Textauszug:

■ ■ ■ ■

Schwinden
, [
1753-1754] verb. irreg. Imperf. ich
schwand; Mittelw. geschwunden; Imperat. schwinde. Es erfordert das Hülfswort
seyn, und bedeutet, 1. * schnell im Kreise beweget werden; eine jetzt veraltete
Bedeutung, von welcher indessen noch unser Schwindel abstammet. 2. Sich schnell
vorüber bewegen. 1) * Eigentlich; eine in Hochdeutschen gleichfalls veraltete
Bedeutung, in welcher man noch im Niedersächsischen sagt, alles schweinen oder
schwinden lassen, alles gehen lassen, zu allem durch die Finger sehen. (Siehe
Geschwinde, welches von dieser Bedeutung abstammet.) 2) Figürlich. (a)
Vergehen, schnell aufhören zu seyn, oder doch empfunden zu werden; in welcher
Bedeutung jetzt verschwinden üblicher ist. Ehedem sagte man dafür nur
schwinden. Wenn der Priester stehet, daß das Eiterweiß schwindet, 3 Mos. 13,
39. Und die höhere Schreibart ziehet dieses einfache Zeitwort noch zuweilen den
zusammen gesetzten vor. Das Auge der Welt neigt sich und geht unter, Farben
ermatten und schwinden, Herd. Nun schwindet des Winters Gestalt, Haged. (b)

■ ■ ■ ■

Einträge zum Zeigen auf benannte Objekte:
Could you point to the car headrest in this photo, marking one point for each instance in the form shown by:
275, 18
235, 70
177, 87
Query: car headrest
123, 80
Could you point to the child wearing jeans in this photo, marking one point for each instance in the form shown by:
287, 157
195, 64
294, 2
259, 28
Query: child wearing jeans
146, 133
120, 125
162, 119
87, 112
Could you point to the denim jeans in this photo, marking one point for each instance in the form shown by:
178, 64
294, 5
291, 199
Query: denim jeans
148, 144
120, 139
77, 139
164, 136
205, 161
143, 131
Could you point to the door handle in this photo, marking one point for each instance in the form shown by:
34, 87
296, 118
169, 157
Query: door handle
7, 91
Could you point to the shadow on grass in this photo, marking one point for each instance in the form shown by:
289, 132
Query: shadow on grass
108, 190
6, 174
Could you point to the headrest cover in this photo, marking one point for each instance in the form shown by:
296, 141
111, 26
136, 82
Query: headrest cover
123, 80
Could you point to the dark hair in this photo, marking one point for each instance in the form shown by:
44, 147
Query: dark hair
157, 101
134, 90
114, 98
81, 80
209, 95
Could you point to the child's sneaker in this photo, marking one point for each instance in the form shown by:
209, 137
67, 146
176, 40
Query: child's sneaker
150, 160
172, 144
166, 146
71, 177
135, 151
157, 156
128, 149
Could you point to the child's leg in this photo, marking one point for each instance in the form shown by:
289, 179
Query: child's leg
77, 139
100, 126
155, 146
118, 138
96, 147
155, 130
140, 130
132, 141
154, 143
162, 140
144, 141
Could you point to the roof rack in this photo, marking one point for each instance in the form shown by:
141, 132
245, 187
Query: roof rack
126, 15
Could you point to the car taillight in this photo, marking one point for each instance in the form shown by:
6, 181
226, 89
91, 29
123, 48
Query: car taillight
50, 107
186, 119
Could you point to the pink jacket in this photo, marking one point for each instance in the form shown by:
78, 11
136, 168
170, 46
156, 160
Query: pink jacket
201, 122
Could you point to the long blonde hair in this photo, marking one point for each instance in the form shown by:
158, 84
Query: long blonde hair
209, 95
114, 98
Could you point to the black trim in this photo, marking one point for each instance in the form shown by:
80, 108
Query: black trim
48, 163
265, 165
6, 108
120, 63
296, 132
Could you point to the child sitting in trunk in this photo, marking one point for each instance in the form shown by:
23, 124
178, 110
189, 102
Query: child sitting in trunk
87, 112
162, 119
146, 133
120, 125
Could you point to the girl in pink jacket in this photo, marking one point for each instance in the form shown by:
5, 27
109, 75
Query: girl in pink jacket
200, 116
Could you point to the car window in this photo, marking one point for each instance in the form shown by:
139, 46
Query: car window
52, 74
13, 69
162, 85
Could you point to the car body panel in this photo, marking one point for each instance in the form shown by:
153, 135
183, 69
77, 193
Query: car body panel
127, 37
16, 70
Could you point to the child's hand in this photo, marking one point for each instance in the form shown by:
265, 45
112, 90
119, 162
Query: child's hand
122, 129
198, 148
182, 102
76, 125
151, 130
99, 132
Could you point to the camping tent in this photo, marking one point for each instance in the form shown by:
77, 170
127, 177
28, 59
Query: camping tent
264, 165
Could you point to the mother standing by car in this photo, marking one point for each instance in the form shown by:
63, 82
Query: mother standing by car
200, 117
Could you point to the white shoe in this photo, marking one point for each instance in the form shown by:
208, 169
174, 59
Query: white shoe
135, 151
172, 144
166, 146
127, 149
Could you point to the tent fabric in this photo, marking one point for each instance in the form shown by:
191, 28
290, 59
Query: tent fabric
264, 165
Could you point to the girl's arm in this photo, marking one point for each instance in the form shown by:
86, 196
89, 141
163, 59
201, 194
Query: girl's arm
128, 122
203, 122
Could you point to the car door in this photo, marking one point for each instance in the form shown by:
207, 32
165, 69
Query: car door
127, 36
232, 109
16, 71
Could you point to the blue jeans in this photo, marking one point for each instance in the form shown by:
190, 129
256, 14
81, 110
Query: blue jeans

■ ■ ■ ■

Aufgabe 1:
Fasse im Wörterbucheintrag den Abschnitt von „Vergehen, schnell aufhören zu seyn“ bis „Haged.“ kürzer zusammen. Die wesentlichen Angaben müssen erhalten bleiben.
Aufgabe 2:
Welches Wort stammt laut dem Wörterbucheintrag von der veralteten Bedeutung „schnell im Kreise beweget werden“ ab?
Aufgabe 3:
Gib den Wörterbucheintrag von „Vergehen, schnell aufhören“ bis „Gestalt, Haged. (b)“ erneut wieder und ersetze dabei „Farben“ durch „Töne“.

Richtige Lösung 1:
In übertragener Bedeutung heißt schwinden „vergehen“, also schnell aufhören zu sein oder empfunden zu werden. Dafür ist heute verschwinden üblicher, während man früher nur schwinden sagte (Beleg: 3 Mos. 13, 39). Die höhere Schreibart zieht das einfache Zeitwort zuweilen noch dem zusammengesetzten vor (Belege aus Herd. und Haged.).

Richtige Lösung 2:
Das Wort Schwindel.

Richtige Lösung 3:
Vergehen, schnell aufhören zu seyn, oder doch empfunden zu werden; in welcher
Bedeutung jetzt verschwinden üblicher ist. Ehedem sagte man dafür nur
schwinden. Wenn der Priester stehet, daß das Eiterweiß schwindet, 3 Mos. 13,
39. Und die höhere Schreibart ziehet dieses einfache Zeitwort noch zuweilen den
zusammen gesetzten vor. Das Auge der Welt neigt sich und geht unter, Töne
ermatten und schwinden, Herd. Nun schwindet des Winters Gestalt, Haged. (b)